┌─ RECORDS TO PROCESS

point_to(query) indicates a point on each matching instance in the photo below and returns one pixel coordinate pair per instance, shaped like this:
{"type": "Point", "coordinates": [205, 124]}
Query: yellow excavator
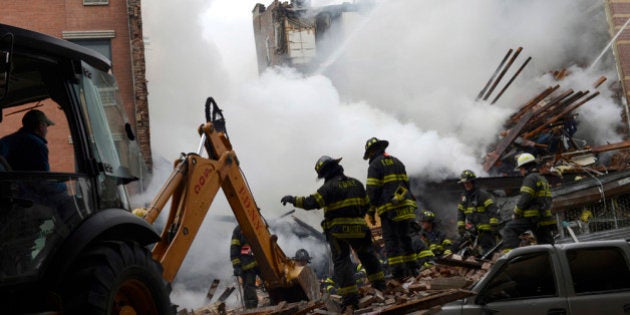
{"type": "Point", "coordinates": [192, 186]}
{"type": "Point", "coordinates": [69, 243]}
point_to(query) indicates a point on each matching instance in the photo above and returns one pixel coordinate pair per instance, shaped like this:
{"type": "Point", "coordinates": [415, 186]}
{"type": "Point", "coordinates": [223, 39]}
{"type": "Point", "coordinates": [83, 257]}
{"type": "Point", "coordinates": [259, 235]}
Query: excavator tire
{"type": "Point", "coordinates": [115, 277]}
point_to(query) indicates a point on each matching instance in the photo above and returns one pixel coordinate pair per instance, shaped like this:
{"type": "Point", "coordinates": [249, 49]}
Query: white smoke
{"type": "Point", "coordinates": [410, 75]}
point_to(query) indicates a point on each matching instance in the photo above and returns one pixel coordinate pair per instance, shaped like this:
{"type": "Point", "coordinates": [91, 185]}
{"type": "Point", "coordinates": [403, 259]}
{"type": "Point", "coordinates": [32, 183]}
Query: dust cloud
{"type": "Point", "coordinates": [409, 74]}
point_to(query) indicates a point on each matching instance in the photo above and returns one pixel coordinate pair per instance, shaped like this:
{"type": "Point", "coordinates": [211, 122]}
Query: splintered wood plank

└─

* [EXERCISE AIM] From the first line to the last, return the records exactly and leave the pictures behind.

* [TASK RESULT]
point_to(query) indicates a point on each matching instance in the photo below and returns one pixel coordinate pair per instance, shaped like this:
{"type": "Point", "coordinates": [205, 124]}
Query: yellow excavator
{"type": "Point", "coordinates": [192, 186]}
{"type": "Point", "coordinates": [69, 243]}
point_to(query) indicates a point on each matching instance in the photo above and returns one pixel coordinate pair per instance, shaped like this:
{"type": "Point", "coordinates": [415, 186]}
{"type": "Point", "coordinates": [223, 39]}
{"type": "Point", "coordinates": [83, 257]}
{"type": "Point", "coordinates": [259, 235]}
Query: excavator tire
{"type": "Point", "coordinates": [115, 277]}
point_to(query) indicates a point on each matching instance in the photo above and returns one pixel coordinate pair per instance, shaped like this:
{"type": "Point", "coordinates": [249, 49]}
Query: white smoke
{"type": "Point", "coordinates": [410, 75]}
point_to(query) indicates a point on each matching instance in the photo above and returns one pixel coordinate pair per instance, shaped like this:
{"type": "Point", "coordinates": [91, 185]}
{"type": "Point", "coordinates": [403, 259]}
{"type": "Point", "coordinates": [32, 183]}
Query: dust cloud
{"type": "Point", "coordinates": [409, 74]}
point_to(query) indicates a point on each matching instance in the photo above and returns one pixel coordinate pair per instance, shaped like this:
{"type": "Point", "coordinates": [211, 122]}
Query: splintered wood plank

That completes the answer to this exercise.